### Exercise set:
[a] In the ministerial statement on ferries, how much did the Infrastructure Investment Plan commit to new vessels and port upgrades?
[b] Retype the passage of the ferries statement from "I am pleased to" up to and including "weather or Covid-19.".

### Text excerpt:
-*-

Ministerial statement: Ferries debate

Opening speech by Minister for Transport Jenny Gilruth in the Scottish Parliament on Wednesday 28 September 2022.

Presiding Officer

It was only a few short weeks ago that I made a statement to Parliament confirming the publication of Project Neptune.

I made clear my intent to engage with all parties in this chamber. And noting the detailed findings of that report all MSPs should now have received an invitation to meet with the report’s author’s Ersnt and Young.

I also made clear the need for consultation with stakeholders – next week I will meet with Calmac and CMAL as we begin to develop the options and next steps for reform.

But crucially – our island communities must be part of any reform of Governance structures in relation to the delivery of ferry services on the Clyde and Hebrides network.

I am pleased that Angus Campbell, Chair of the Ferries Communities board, has agreed to lead our community consultation work on Project Neptune’s next steps. And I will also meet with Mr Campbell next week.

Presiding Officer, I was very clear in my statement to Parliament that things have got to improve for our island communities.

I know there is a need for pace on next steps, that must also be coupled with respect for the staff involved.

I undertook to return to Parliament to debate the next steps for Project Neptune fully, and I hope that the consensual tone struck in responding to that Parliamentary statement will be reflected in the contributions today. 

As the Conservative motion notes, Project Neptune sets out viable alternatives to the current structure. I will work with all parties to secure agreement on a streamlined approach which will better deliver for islanders.

Presiding Officer, as the motion calls for today – the Government has committed to a long term plan for investment in vessels and port infrastructure later this year as key components of the Island Connectivity Plan.

This will build on the investments being delivered in the Infrastructure Investment Plan, which committed to £580m to provide new vessels and port upgrades. 

Let me reflect on the progress to date. 

We have secured the Loch Frisa and have her operating on the Oban to Mull route. We have been through the procurement process for two new Islay vessels that will significantly increase capacity on the Islay route and accelerates the replacement of the fleet.

I am pleased to confirm that we expect the first steel to be cut on these vessels next week -  on time and in line with the programme for delivery of these ships.

Work is ongoing on replacement vessels for the Isle of Mull,  the MV Lord of the Isles and up to 7 vessels in the first phase of the Small Vessel replacement programme.  

But I know that additional tonnage is needed in the CalMac fleet. Officials are urgently prioritising options for Ministers at the present time and I hope to be able to say more on this in due course, noting the commercial sensitivities involved.

Presiding Officer, I want to talk to the issue of Winter Resilience which I think is also highlighted by the Conservative motion, because I know islanders may be anxious about the coming months. In January and February alone this year, 92.75% of cancellations were due to either weather or Covid-19.

Therefore, to help reduce the number of delays and cancellations related to weather, we have committed to expand funding for tide and weather monitoring equipment currently in place at CMAL ports to third-party ports.

-*-

### Dataset extract:
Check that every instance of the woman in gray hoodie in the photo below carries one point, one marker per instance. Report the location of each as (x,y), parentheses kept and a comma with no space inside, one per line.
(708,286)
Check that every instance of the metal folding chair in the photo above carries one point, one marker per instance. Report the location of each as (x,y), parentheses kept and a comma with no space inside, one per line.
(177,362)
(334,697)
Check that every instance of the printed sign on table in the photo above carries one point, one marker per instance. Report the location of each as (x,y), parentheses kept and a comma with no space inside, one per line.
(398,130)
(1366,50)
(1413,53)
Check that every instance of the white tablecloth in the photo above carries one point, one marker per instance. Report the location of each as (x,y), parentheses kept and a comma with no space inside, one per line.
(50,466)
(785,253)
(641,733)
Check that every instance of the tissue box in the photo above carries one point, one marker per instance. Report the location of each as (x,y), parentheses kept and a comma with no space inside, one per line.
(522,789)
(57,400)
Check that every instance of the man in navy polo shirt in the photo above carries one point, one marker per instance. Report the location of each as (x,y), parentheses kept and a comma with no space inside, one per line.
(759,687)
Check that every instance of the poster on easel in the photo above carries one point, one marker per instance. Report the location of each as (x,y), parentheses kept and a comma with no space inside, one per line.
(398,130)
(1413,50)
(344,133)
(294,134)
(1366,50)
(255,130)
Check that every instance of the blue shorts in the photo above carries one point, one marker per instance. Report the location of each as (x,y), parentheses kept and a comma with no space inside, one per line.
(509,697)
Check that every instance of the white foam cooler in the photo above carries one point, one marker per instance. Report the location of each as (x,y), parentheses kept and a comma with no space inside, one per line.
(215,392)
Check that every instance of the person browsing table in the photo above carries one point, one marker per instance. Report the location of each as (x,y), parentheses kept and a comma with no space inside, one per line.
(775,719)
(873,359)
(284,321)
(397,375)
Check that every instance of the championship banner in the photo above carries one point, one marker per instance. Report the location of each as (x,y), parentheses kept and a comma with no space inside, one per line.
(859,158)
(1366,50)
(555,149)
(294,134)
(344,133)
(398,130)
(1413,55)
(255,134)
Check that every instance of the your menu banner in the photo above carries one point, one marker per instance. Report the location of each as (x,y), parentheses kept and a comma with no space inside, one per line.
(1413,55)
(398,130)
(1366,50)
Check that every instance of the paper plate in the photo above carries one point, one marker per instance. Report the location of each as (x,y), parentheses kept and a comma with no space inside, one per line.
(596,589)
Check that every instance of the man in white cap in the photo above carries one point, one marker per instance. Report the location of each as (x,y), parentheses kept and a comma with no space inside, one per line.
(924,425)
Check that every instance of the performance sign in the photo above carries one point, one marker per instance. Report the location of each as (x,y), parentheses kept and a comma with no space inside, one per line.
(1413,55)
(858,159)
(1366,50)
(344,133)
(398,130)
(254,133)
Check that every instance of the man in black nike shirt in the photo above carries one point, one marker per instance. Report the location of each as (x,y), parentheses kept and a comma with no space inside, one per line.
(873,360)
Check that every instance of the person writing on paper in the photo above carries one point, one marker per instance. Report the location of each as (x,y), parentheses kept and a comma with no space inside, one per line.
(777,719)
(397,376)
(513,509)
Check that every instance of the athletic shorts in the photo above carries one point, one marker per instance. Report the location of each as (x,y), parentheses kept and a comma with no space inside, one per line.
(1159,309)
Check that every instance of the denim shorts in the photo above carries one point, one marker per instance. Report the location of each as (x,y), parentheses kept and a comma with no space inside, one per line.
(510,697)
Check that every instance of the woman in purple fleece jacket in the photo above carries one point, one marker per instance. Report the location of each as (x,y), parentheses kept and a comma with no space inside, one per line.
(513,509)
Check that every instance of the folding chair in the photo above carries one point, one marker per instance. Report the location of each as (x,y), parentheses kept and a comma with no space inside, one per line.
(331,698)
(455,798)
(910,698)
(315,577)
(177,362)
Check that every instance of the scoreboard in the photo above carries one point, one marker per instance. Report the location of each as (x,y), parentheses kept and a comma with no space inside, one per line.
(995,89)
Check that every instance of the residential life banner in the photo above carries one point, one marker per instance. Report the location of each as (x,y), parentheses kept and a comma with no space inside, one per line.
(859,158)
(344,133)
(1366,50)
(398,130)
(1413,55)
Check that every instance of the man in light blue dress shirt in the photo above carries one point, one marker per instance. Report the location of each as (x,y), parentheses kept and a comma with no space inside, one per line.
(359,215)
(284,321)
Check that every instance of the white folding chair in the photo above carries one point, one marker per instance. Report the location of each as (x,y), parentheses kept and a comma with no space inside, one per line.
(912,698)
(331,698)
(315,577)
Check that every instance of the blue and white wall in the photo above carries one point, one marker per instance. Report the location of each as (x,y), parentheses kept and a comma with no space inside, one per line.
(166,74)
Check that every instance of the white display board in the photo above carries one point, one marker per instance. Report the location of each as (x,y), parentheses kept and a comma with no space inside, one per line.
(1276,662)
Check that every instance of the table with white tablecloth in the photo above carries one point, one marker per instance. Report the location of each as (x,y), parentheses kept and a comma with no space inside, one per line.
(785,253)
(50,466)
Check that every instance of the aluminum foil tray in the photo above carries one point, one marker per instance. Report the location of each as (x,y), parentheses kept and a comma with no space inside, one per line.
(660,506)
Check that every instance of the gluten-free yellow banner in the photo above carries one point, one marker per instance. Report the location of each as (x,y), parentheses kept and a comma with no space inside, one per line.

-*-

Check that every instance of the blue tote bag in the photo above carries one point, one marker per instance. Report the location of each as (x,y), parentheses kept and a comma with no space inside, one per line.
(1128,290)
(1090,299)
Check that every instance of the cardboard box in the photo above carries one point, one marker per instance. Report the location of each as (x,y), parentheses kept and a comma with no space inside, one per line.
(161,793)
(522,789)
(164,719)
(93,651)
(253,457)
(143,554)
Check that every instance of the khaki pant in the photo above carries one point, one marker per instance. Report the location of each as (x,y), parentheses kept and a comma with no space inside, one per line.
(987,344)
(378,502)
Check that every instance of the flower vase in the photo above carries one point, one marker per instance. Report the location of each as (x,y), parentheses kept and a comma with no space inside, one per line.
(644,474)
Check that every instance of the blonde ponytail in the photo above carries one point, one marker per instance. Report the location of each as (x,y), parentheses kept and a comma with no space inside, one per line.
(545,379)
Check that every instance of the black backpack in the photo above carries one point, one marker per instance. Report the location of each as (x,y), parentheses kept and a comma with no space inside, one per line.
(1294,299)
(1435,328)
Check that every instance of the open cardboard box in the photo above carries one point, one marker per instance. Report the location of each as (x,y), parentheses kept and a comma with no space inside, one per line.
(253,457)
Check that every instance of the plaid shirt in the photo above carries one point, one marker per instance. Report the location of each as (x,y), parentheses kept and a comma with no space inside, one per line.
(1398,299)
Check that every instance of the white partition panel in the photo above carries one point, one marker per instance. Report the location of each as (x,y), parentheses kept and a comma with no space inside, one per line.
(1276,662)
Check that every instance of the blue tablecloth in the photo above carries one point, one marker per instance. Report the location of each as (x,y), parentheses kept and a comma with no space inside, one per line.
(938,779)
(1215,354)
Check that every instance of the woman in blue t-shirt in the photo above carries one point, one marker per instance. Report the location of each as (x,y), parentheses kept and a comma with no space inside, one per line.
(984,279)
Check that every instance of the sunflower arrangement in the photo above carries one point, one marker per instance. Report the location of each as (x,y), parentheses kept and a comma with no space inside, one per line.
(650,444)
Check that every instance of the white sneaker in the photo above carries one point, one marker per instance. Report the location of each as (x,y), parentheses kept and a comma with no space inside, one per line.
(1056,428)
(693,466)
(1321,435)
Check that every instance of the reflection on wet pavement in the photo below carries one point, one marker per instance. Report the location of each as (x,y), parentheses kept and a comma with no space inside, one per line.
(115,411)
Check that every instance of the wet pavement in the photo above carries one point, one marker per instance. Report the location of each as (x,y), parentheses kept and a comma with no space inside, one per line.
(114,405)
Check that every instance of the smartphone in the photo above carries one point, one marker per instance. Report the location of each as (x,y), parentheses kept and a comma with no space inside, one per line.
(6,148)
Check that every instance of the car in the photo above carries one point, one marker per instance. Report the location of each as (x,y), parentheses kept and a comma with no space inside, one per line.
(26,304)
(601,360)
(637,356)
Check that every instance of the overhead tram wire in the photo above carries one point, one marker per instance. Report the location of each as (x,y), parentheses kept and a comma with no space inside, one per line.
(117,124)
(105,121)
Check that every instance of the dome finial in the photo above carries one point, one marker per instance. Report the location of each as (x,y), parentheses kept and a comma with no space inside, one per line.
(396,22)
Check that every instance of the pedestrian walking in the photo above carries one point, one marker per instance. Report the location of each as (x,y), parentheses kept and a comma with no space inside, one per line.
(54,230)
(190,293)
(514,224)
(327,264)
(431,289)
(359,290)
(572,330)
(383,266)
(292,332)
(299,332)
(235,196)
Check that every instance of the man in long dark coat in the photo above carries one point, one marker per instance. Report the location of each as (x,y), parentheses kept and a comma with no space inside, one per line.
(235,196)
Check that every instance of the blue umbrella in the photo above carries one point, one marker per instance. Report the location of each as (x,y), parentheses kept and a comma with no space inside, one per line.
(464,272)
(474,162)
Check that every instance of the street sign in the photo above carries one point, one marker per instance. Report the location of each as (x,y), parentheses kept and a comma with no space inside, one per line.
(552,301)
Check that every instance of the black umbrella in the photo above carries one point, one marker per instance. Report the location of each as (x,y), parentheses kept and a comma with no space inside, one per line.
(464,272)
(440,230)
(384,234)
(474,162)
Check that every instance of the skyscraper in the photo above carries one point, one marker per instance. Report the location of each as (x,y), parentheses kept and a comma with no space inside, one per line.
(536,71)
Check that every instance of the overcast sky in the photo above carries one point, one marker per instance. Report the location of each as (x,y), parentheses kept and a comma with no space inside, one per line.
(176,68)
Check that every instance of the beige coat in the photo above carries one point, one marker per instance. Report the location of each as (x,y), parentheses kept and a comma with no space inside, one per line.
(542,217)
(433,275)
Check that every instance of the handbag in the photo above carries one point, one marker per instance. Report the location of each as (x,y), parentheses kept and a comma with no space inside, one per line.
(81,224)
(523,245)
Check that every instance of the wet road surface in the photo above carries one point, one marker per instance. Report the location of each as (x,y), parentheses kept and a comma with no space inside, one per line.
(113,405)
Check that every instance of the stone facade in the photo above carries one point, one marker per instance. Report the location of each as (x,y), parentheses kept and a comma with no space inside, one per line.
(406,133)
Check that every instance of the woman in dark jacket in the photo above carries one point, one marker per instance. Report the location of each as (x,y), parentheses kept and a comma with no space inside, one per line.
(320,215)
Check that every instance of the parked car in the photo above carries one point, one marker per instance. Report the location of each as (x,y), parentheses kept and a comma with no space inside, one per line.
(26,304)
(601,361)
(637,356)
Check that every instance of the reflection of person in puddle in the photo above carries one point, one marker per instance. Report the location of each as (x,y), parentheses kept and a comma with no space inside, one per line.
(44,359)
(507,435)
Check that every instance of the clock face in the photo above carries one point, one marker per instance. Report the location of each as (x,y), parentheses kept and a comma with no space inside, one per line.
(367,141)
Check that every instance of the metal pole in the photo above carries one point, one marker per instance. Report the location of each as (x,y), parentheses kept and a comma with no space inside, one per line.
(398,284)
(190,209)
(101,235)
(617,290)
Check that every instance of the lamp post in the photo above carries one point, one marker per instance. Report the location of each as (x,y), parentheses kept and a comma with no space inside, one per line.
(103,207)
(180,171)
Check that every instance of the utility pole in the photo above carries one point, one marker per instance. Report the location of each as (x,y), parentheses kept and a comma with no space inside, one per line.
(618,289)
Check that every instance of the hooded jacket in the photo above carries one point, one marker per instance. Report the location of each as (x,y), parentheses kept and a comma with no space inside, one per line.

-*-

### Answers provided:
[a] £580m

[b]
I am pleased to confirm that we expect the first steel to be cut on these vessels next week -  on time and in line with the programme for delivery of these ships.

Work is ongoing on replacement vessels for the Isle of Mull,  the MV Lord of the Isles and up to 7 vessels in the first phase of the Small Vessel replacement programme.  

But I know that additional tonnage is needed in the CalMac fleet. Officials are urgently prioritising options for Ministers at the present time and I hope to be able to say more on this in due course, noting the commercial sensitivities involved.

Presiding Officer, I want to talk to the issue of Winter Resilience which I think is also highlighted by the Conservative motion, because I know islanders may be anxious about the coming months. In January and February alone this year, 92.75% of cancellations were due to either weather or Covid-19.